***** Supplied information

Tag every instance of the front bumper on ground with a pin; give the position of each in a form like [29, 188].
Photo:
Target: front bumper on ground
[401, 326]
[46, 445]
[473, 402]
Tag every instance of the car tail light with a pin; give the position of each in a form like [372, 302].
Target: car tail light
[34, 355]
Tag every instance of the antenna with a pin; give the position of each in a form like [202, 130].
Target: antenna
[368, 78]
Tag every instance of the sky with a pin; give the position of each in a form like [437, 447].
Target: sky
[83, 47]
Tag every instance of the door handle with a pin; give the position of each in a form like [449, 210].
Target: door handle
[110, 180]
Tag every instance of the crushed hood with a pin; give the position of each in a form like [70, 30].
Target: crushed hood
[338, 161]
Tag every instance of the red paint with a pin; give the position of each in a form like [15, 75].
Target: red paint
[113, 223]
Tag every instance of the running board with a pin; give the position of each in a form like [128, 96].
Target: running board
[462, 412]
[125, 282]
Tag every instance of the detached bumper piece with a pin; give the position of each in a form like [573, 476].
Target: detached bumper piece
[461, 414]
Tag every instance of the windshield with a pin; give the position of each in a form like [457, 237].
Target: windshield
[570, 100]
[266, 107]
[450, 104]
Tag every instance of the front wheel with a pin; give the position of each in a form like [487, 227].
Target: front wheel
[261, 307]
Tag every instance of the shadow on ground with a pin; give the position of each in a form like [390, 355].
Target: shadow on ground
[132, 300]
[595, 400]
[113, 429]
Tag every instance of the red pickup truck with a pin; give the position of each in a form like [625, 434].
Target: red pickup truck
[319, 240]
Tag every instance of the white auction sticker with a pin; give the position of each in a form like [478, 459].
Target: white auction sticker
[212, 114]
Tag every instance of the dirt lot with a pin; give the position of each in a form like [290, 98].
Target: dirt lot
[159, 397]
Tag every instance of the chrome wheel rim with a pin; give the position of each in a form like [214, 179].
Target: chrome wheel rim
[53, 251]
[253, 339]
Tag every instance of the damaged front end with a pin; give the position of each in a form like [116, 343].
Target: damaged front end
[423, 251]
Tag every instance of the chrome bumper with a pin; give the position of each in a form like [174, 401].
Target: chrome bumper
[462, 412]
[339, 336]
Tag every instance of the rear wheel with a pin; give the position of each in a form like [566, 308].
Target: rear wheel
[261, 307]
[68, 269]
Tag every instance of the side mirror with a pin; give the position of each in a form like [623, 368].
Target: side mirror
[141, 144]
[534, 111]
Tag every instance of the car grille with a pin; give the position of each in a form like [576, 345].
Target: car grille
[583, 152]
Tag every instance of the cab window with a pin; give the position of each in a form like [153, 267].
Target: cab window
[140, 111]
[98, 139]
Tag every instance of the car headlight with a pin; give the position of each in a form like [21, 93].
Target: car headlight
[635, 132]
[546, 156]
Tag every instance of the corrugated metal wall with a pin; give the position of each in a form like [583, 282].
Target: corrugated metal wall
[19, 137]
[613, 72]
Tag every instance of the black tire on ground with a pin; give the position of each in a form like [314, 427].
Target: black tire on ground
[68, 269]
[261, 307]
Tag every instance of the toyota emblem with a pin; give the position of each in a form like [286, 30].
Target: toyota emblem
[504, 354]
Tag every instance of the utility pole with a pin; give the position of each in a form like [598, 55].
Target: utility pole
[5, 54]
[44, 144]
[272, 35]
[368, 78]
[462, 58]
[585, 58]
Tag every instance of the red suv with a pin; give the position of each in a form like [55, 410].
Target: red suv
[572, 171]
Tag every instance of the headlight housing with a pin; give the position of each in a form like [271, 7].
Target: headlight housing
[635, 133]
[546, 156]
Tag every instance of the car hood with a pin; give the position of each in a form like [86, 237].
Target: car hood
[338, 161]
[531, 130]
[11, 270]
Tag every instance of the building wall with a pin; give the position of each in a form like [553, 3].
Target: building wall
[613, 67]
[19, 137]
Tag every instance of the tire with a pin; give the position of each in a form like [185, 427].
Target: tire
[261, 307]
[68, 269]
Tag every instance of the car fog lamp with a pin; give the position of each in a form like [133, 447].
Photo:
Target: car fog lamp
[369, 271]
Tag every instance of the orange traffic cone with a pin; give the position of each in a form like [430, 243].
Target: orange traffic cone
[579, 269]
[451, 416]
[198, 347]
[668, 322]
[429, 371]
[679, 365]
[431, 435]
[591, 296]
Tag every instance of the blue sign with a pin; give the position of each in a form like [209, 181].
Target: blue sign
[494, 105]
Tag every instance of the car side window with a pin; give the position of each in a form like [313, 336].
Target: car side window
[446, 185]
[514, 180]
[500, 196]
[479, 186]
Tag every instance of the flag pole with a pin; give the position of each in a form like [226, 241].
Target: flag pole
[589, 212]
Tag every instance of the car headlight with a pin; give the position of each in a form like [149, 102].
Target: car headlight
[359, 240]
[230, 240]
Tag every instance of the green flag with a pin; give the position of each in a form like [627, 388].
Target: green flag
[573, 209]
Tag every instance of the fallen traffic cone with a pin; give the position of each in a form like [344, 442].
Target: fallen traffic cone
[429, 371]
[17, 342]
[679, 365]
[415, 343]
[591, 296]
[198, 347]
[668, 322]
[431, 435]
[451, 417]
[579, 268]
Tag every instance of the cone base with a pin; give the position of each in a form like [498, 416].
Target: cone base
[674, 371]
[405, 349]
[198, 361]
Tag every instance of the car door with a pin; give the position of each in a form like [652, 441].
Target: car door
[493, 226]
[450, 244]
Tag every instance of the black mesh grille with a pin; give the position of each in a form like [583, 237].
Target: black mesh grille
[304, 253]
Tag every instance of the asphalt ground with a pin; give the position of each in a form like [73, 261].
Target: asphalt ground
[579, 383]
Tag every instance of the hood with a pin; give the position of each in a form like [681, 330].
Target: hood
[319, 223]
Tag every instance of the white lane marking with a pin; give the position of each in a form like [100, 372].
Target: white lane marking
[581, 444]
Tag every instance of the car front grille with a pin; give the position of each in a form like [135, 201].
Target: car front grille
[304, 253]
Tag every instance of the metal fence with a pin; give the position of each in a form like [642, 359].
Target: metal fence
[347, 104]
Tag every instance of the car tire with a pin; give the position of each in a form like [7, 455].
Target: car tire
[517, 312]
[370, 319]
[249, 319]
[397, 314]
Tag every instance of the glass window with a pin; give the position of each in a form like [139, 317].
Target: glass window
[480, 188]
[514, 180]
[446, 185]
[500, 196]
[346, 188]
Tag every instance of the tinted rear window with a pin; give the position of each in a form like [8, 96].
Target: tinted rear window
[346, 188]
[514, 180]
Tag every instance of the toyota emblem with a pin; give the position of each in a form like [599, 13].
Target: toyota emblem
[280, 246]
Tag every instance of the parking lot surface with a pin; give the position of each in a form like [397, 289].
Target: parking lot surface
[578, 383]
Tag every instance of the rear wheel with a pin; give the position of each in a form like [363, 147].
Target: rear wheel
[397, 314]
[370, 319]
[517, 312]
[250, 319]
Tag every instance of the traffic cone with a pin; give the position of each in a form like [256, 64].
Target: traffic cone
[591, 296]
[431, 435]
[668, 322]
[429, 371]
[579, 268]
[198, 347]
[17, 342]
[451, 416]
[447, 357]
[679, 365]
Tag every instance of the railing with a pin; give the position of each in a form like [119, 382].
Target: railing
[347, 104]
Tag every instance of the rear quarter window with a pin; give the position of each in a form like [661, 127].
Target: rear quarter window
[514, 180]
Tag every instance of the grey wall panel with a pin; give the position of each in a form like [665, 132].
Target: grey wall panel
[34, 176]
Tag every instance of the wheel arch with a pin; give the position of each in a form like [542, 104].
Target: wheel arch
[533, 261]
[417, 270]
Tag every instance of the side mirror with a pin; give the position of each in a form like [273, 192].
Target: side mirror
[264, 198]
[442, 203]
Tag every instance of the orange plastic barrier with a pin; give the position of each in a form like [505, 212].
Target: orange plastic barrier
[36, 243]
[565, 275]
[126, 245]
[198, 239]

**********

_What is being asked:_
Exactly as they stand in the records above, print the lines from the one containing "like [273, 192]." through the final line, inclusive.

_Written response:_
Tag every instance of the side mirror with a pin; give the position of each in a form like [273, 192].
Target: side mirror
[264, 198]
[442, 203]
Tag every instance of the orange plastic barrier with a pin; give the position of each in a form like [505, 212].
Target: orange plastic barrier
[36, 243]
[565, 275]
[126, 245]
[198, 239]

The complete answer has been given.